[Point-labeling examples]

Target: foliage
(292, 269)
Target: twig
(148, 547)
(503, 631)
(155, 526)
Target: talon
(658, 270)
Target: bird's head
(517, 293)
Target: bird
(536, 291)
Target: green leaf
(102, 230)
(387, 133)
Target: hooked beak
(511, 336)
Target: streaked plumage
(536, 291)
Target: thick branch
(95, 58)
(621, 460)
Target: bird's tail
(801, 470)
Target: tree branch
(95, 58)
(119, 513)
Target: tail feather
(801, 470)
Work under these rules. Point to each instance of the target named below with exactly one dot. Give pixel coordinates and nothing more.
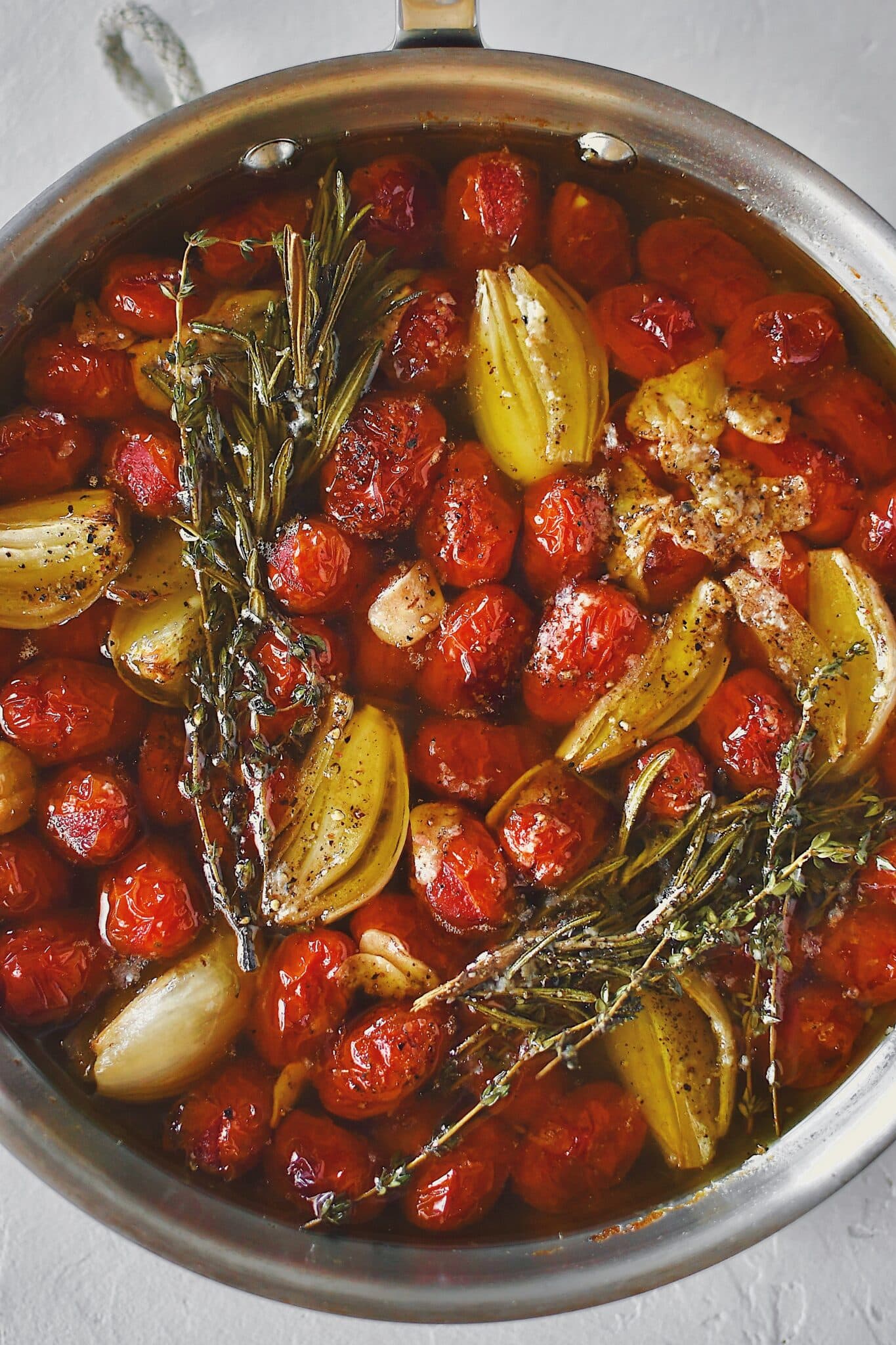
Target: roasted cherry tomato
(314, 567)
(473, 761)
(89, 813)
(479, 650)
(874, 536)
(817, 1034)
(291, 680)
(743, 725)
(458, 871)
(494, 211)
(41, 452)
(51, 971)
(300, 994)
(223, 1124)
(375, 481)
(151, 903)
(405, 200)
(710, 268)
(258, 219)
(647, 330)
(566, 531)
(833, 489)
(132, 294)
(458, 1188)
(161, 767)
(469, 523)
(580, 1151)
(61, 709)
(429, 347)
(79, 380)
(33, 881)
(782, 345)
(589, 238)
(383, 1057)
(589, 636)
(555, 827)
(141, 459)
(680, 785)
(312, 1160)
(859, 420)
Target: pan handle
(437, 23)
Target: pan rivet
(606, 151)
(270, 155)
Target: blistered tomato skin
(710, 268)
(473, 761)
(51, 971)
(566, 531)
(132, 294)
(427, 351)
(457, 870)
(141, 459)
(79, 380)
(61, 709)
(555, 827)
(259, 219)
(782, 345)
(33, 881)
(161, 767)
(859, 420)
(587, 639)
(151, 903)
(316, 568)
(817, 1034)
(42, 451)
(375, 481)
(743, 726)
(223, 1124)
(457, 1189)
(494, 211)
(312, 1158)
(648, 331)
(578, 1152)
(680, 785)
(479, 650)
(89, 813)
(471, 521)
(405, 200)
(300, 994)
(382, 1059)
(874, 537)
(589, 238)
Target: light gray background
(821, 77)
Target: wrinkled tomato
(587, 639)
(375, 481)
(469, 523)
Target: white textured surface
(817, 76)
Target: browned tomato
(469, 523)
(710, 268)
(494, 211)
(61, 709)
(42, 451)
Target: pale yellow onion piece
(664, 692)
(18, 787)
(847, 606)
(679, 1057)
(536, 377)
(178, 1026)
(794, 653)
(409, 608)
(58, 554)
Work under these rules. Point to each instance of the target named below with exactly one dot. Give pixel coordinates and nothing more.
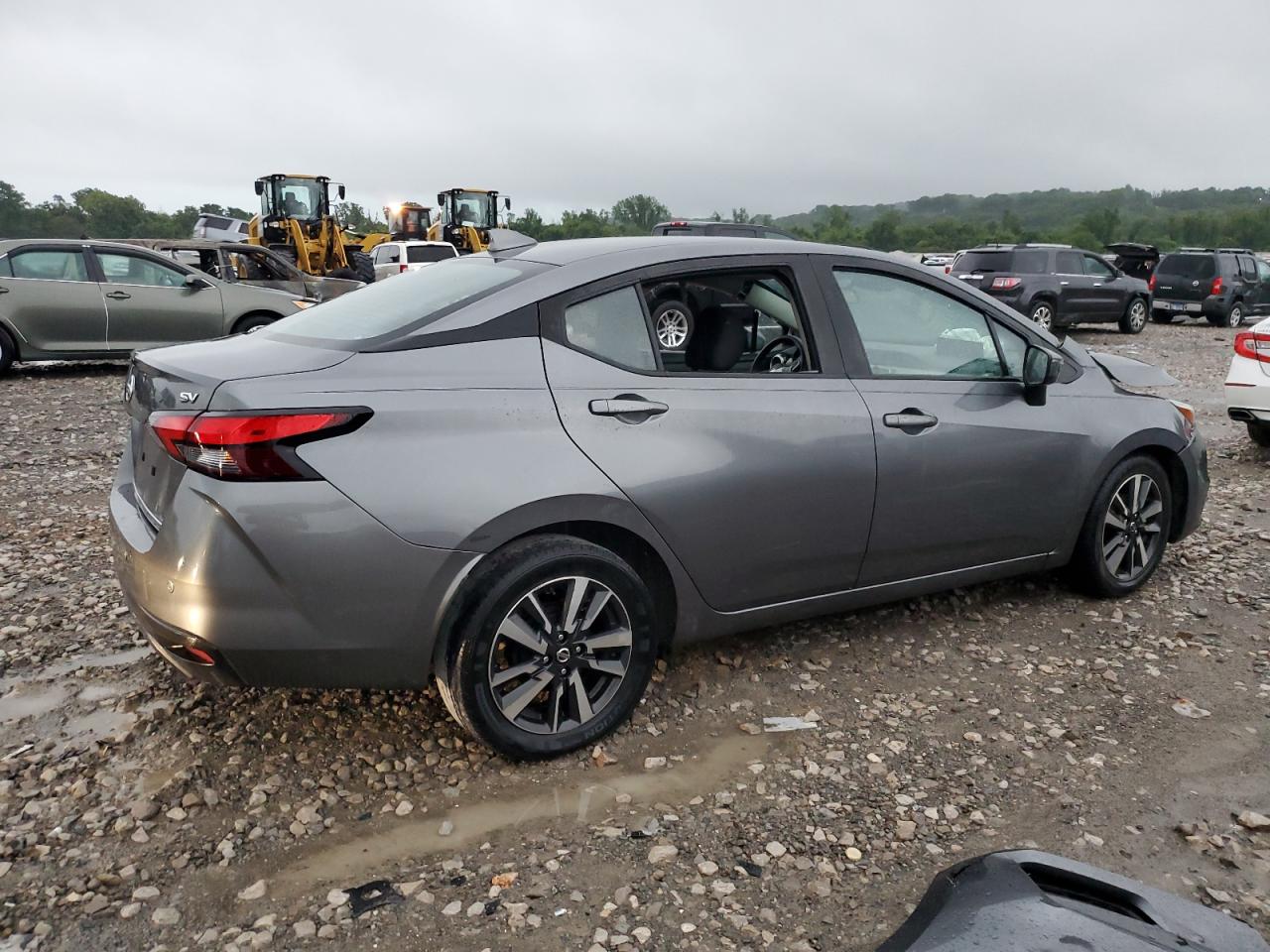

▶ **Written exercise**
Could you format every line of the data above as a numbered list, skipping blank lines? Leave the pictures out of your answer.

▶ **Solution to this problem**
1. Target: foliage
2. (292, 269)
3. Target: twig
4. (148, 547)
5. (503, 631)
6. (155, 526)
7. Target: talon
8. (658, 270)
9. Target: bird's head
10. (517, 293)
11. Target: bird
12. (536, 291)
13. Target: green leaf
14. (102, 230)
15. (387, 133)
16. Target: hooked beak
17. (511, 336)
18. Target: streaked plumage
19. (536, 291)
20. Target: thick branch
21. (95, 58)
22. (621, 460)
23. Target: bird's tail
24. (801, 470)
25. Target: tree branch
26. (95, 58)
27. (119, 513)
28. Target: tail feather
29. (801, 470)
30. Work under these rules. Point to each instance of the target named below with exactly one dot. Give pixel coordinates and nothing more.
31. Target: roasted cherry tomato
32. (314, 567)
33. (473, 761)
34. (89, 813)
35. (479, 650)
36. (874, 536)
37. (817, 1034)
38. (291, 680)
39. (743, 725)
40. (458, 871)
41. (494, 211)
42. (41, 452)
43. (51, 971)
44. (300, 994)
45. (223, 1124)
46. (375, 481)
47. (151, 903)
48. (405, 200)
49. (710, 268)
50. (258, 219)
51. (647, 330)
52. (566, 531)
53. (833, 489)
54. (132, 294)
55. (458, 1188)
56. (161, 767)
57. (469, 523)
58. (580, 1151)
59. (61, 709)
60. (429, 347)
61. (79, 380)
62. (33, 881)
63. (782, 345)
64. (589, 238)
65. (383, 1057)
66. (589, 636)
67. (555, 827)
68. (141, 459)
69. (680, 785)
70. (312, 1160)
71. (859, 420)
72. Target: pan handle
73. (437, 23)
74. Target: pan rivet
75. (606, 151)
76. (270, 155)
77. Target: blistered tomato skin
78. (710, 268)
79. (473, 761)
80. (51, 971)
81. (566, 531)
82. (132, 294)
83. (427, 351)
84. (457, 870)
85. (141, 459)
86. (79, 380)
87. (61, 709)
88. (555, 827)
89. (259, 219)
90. (782, 345)
91. (33, 881)
92. (161, 767)
93. (859, 420)
94. (587, 639)
95. (151, 903)
96. (316, 568)
97. (817, 1034)
98. (42, 451)
99. (375, 481)
100. (743, 726)
101. (223, 1124)
102. (457, 1189)
103. (494, 211)
104. (312, 1158)
105. (648, 331)
106. (578, 1152)
107. (680, 785)
108. (479, 650)
109. (89, 813)
110. (471, 521)
111. (405, 200)
112. (300, 994)
113. (382, 1059)
114. (874, 537)
115. (589, 238)
116. Target: light gray background
117. (821, 77)
118. Target: wrinkled tomato
119. (587, 639)
120. (375, 481)
121. (469, 523)
122. Target: white textured surface
123. (817, 76)
124. Target: browned tomato
125. (469, 523)
126. (710, 268)
127. (494, 211)
128. (61, 709)
129. (42, 451)
130. Target: pale yellow onion piece
131. (664, 692)
132. (18, 787)
133. (847, 606)
134. (679, 1057)
135. (536, 377)
136. (178, 1026)
137. (794, 653)
138. (409, 608)
139. (58, 554)
140. Work under these rules. Point to each instance of the target named below with exactly one dot. Give pixel coordinates and nothing more.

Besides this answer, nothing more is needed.